- **STATED GOAL**: Find the line containing "Point out the sky" in the material below; copy that line and all following lines exactly.

>> Start

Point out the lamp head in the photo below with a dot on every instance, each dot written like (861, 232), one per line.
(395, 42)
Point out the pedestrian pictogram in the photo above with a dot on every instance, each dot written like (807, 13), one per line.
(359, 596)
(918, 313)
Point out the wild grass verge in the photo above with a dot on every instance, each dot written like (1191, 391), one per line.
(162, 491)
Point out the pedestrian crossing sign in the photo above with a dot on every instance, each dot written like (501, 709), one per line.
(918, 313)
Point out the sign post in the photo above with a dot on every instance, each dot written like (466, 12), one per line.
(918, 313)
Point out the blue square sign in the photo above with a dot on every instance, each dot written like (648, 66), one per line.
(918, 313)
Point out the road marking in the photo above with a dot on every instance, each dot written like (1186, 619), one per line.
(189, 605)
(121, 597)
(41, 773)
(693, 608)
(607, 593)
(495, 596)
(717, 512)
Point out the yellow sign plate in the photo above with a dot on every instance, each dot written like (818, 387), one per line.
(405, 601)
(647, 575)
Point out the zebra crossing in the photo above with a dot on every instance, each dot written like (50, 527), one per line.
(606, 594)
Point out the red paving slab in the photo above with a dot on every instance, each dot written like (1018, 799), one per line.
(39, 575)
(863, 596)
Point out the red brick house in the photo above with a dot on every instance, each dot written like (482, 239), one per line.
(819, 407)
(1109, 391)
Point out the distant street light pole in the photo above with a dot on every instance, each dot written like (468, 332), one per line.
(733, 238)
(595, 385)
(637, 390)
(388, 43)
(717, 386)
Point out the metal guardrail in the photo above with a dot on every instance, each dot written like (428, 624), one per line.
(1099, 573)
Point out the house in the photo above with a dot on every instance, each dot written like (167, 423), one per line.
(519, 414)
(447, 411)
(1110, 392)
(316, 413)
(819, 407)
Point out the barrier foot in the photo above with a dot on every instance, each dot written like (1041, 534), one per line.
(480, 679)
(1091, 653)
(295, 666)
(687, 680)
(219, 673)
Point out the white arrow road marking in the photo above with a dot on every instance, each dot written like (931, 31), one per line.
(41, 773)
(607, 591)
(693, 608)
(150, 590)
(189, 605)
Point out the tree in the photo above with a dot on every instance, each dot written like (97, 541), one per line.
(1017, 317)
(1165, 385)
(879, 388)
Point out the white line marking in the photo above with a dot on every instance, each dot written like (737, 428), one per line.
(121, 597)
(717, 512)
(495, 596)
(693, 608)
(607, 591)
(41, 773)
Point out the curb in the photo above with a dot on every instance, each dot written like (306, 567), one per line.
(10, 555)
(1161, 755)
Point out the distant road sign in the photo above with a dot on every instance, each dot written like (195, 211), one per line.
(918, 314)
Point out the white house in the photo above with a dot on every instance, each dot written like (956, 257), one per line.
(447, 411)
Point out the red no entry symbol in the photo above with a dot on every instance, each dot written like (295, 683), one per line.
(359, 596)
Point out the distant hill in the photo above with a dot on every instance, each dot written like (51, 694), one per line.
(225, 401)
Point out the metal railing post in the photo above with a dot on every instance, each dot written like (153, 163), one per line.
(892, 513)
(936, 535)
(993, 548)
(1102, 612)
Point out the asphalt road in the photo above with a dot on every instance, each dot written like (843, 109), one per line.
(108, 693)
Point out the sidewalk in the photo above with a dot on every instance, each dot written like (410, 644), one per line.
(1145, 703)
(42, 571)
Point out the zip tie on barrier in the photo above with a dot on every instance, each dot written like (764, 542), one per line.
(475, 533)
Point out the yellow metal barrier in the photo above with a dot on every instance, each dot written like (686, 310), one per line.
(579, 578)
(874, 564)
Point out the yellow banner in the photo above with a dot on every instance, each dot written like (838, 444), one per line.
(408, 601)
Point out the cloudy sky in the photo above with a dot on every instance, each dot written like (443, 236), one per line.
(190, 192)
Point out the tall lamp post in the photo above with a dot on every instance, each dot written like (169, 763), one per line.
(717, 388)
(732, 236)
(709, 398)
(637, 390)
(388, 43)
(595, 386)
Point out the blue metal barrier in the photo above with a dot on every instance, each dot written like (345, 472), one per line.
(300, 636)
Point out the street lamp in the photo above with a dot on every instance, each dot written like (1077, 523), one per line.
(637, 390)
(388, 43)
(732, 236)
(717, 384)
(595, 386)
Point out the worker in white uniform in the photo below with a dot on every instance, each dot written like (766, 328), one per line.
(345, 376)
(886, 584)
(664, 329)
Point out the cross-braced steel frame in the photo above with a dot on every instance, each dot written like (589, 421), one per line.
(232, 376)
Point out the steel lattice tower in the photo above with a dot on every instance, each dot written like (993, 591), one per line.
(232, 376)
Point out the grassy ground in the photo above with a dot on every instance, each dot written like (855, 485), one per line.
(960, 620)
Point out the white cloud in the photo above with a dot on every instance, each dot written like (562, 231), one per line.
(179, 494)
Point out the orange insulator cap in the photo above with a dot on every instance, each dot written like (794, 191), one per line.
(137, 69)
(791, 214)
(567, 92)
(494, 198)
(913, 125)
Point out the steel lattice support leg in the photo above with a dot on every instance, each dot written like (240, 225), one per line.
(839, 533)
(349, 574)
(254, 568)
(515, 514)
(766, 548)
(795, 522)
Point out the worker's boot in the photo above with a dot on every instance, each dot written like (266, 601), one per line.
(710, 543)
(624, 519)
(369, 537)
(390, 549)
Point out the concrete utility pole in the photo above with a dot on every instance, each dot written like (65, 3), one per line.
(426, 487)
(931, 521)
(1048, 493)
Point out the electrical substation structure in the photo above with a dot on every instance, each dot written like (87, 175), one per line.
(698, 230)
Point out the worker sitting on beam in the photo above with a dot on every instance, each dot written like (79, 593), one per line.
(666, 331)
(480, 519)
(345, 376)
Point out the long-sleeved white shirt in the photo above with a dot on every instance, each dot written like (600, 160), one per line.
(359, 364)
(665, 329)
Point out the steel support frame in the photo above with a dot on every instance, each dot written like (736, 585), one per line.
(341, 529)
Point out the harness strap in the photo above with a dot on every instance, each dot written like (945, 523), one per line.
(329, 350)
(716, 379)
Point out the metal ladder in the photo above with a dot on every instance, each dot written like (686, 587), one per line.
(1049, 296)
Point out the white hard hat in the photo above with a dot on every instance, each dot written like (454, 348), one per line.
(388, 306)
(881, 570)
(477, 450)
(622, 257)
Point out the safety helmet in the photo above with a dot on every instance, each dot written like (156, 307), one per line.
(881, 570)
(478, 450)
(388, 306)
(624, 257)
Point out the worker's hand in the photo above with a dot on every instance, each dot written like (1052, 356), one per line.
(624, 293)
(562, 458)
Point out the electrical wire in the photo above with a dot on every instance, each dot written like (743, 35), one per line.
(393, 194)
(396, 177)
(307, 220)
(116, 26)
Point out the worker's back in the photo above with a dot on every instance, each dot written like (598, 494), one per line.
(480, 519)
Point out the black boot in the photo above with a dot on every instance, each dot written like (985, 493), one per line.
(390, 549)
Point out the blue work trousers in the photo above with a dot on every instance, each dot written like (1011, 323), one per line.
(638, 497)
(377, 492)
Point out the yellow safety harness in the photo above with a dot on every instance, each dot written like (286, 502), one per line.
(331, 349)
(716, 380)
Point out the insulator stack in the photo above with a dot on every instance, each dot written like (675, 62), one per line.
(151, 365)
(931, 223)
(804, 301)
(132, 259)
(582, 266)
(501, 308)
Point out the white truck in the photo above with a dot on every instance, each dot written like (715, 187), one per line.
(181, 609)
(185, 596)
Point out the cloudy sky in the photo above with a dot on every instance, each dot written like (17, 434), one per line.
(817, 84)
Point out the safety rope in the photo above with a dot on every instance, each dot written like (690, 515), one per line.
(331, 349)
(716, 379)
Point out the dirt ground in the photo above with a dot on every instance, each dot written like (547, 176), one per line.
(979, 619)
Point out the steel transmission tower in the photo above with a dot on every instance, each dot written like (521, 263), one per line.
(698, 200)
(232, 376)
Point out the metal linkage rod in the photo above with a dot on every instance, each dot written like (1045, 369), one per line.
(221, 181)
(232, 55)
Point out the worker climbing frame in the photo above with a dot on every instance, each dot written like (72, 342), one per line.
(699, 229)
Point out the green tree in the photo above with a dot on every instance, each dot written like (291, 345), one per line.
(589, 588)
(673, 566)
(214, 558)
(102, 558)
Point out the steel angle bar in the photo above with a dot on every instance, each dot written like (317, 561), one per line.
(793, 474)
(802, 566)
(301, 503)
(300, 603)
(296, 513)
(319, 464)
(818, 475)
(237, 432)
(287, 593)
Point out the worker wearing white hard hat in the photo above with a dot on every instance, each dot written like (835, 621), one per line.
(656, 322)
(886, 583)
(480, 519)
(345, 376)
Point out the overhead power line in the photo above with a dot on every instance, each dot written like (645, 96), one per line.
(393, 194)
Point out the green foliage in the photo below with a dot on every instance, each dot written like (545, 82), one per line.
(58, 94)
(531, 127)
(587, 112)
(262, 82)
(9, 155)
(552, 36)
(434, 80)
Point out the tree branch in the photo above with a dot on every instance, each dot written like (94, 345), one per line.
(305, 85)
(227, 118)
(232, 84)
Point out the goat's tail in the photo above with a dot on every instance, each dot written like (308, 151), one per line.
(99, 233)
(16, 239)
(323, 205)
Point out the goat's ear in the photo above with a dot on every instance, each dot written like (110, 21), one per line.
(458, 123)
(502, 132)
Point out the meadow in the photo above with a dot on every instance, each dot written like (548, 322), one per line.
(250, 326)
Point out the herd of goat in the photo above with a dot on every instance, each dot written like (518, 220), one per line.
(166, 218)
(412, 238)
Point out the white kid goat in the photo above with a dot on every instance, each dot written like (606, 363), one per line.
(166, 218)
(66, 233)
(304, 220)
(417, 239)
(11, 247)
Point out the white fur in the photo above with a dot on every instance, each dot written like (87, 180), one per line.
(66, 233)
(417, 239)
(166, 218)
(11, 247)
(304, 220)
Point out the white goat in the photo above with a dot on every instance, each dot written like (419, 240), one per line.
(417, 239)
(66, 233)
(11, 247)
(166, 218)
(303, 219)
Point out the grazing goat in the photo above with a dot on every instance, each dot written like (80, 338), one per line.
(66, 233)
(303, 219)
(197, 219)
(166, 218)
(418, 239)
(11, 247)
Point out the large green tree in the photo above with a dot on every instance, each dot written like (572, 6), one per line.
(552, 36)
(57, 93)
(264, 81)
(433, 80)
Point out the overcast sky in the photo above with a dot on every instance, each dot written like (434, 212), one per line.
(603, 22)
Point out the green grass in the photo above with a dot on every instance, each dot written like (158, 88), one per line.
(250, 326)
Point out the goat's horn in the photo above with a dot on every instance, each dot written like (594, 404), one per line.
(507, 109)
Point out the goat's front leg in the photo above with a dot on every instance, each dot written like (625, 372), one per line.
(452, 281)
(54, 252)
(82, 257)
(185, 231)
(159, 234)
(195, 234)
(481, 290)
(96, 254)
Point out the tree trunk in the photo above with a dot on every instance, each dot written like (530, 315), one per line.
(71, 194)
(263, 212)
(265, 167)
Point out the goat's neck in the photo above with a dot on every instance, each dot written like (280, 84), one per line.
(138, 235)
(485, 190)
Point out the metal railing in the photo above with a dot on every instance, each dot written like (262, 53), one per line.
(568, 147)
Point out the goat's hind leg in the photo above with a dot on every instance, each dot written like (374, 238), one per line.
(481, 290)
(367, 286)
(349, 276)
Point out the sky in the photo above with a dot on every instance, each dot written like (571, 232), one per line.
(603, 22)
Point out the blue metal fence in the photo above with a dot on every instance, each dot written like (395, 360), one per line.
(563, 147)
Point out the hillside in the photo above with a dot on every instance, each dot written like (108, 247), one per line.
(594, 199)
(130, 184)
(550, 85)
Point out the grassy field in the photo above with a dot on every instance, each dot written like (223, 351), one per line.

>> End

- **SOLUTION FOR THIS TASK**:
Point out the sky in the photo above with a dot on every instance, each dot written like (571, 232), one per line.
(603, 22)
Point out the blue metal fence in the photo above with a dot on every instance, each dot written like (395, 360), one per line.
(563, 147)
Point out the hillside in the photo above with a dot on every instance, each dot written like (108, 247), one per line.
(594, 199)
(130, 184)
(550, 85)
Point out the grassy field in the photo above with a dot on every instance, each dot written like (223, 351), one per line.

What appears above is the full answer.